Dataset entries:
******************************

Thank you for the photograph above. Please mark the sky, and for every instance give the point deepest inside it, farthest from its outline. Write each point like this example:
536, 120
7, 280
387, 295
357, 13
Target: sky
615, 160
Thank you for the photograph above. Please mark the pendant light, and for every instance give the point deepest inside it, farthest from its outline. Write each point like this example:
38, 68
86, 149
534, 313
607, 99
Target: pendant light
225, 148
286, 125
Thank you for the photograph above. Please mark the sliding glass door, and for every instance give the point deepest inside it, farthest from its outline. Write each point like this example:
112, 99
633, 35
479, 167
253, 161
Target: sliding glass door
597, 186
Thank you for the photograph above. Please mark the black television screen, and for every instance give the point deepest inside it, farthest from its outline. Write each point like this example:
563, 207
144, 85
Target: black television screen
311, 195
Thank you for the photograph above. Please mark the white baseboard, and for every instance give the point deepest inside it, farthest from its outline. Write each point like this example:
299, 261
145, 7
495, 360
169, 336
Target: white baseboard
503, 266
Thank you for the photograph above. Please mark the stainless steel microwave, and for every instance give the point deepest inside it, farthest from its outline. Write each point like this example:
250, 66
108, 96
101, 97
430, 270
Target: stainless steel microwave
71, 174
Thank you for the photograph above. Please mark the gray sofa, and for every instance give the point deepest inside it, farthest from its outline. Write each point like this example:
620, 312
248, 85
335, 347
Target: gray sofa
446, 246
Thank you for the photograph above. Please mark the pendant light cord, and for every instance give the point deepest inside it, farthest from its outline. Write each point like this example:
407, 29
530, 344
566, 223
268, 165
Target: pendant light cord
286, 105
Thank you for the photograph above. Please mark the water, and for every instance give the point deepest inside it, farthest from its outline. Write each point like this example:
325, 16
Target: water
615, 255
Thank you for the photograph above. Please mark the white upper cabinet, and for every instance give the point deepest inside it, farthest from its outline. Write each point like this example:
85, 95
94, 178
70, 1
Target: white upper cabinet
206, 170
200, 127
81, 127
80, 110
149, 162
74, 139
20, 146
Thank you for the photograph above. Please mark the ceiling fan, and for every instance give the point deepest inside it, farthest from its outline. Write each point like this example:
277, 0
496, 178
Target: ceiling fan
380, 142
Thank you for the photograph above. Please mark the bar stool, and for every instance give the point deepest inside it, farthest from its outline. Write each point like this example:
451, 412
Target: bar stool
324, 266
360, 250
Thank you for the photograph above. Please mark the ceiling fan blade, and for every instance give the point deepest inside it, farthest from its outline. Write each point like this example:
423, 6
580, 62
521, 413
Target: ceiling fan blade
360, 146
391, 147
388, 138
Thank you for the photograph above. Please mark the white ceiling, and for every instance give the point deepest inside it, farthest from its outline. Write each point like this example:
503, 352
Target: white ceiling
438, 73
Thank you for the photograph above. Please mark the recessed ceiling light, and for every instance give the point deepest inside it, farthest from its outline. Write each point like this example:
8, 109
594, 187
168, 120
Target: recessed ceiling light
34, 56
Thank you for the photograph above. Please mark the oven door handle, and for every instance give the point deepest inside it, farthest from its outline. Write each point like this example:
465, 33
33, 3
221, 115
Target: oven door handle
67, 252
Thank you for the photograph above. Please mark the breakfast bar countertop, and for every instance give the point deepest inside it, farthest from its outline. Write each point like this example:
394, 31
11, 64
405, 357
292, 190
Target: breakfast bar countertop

******************************

DIRECTIONS — Extract the full set of entries word for word.

REPLY TO THE EXERCISE —
Thank you for the photograph above. Please mark the sky, and for every instance give the point deepest inside it, farthest from its outline. Write each point like this example:
536, 120
7, 280
387, 295
357, 13
Target: sky
615, 160
Thank you for the photograph above. Please mark the pendant light, and for every instance give the point deepest inside it, farthest from its outline. Write each point like this example:
38, 68
86, 149
534, 313
607, 99
Target: pendant light
225, 148
286, 125
Thank you for the photograph above. Please mark the sliding glass door, and for every instance give the point deepest inside it, farthest from its outline. Write each point like this example:
112, 99
633, 35
479, 167
253, 161
Target: sliding glass door
597, 186
Thank you for the photograph above. Please mark the black television screen, and for every instance give the point deepest inside it, farthest from its outline. Write each point like this example:
563, 207
144, 85
Target: black television screen
311, 195
Thank you for the photograph above. Please mark the white baseboard, and for every instance give the point deepest inside it, farthest from its outline. Write each point like this example:
299, 261
145, 7
495, 360
169, 336
Target: white baseboard
503, 266
Thank you for the photograph above. Please mark the stainless steel microwave, and for every instance give the point deepest inside it, farthest from its outline. Write each point like this example:
250, 66
108, 96
101, 97
430, 270
Target: stainless steel microwave
71, 174
Thank you for the photograph above. Please mark the gray sofa, and for every instance give the point deepest inside it, farthest from its outline. Write each point like this example:
620, 312
248, 85
335, 347
Target: gray sofa
446, 246
Thank you for the photograph above. Please mark the pendant light cord, and for every instance give the point deepest inside it, farthest from its outline. Write each point like this example:
407, 29
530, 344
566, 223
268, 165
Target: pendant light cord
286, 105
Thank you for the photograph above. Please mark the water, and for every instance give the point deepest inside it, farthest from its outline. Write each point like this example:
325, 16
Target: water
615, 255
Thank you for the photograph above. Please mark the white upper cabinet, and for every instance give the point deepest inside it, farthest from its outline. Write each point like this example:
85, 95
94, 178
70, 1
Target: white upper cabinet
206, 170
200, 127
81, 127
80, 110
149, 162
74, 139
20, 146
Thank you for the photograph above. Please mark the ceiling fan, and for every instance give the point deepest inside it, farthest from its outline. Write each point like this example:
277, 0
496, 178
Target: ceiling fan
380, 142
Thank you for the photograph above. Please mark the bar stool, and for every instance give the point deepest inside it, farthest from its outline. Write each point like this example:
451, 412
Target: bar stool
324, 266
360, 250
Thank you for the photograph above. Please mark the ceiling fan blade, and for every instance give the point deepest inside it, farthest from its outline. Write each point like this example:
423, 6
580, 62
521, 413
Target: ceiling fan blade
360, 146
391, 147
388, 138
Thank you for the photograph above. Please mark the white ceiling, and for every instance give the point deepest inside it, farthest from its outline. Write each point like this example:
503, 352
Target: white ceiling
438, 73
Thank you for the photograph above. Please mark the recessed ceiling light, and for every instance give the point deepest inside it, farthest from its outline. Write each point like this example:
8, 109
594, 187
168, 120
Target: recessed ceiling light
34, 56
Thank you for the photograph above. Please mark the oven door handle, and for every instance give the point deepest inside it, farthest from its outline. Write each point like this example:
465, 33
33, 3
221, 115
Target: oven door handle
67, 252
Thank you for the photograph above. Please mark the breakfast bar countertop, and for every instance give the point deepest inside it, farthest from its outline. Write each point like this example:
394, 31
11, 64
405, 357
292, 190
Target: breakfast bar countertop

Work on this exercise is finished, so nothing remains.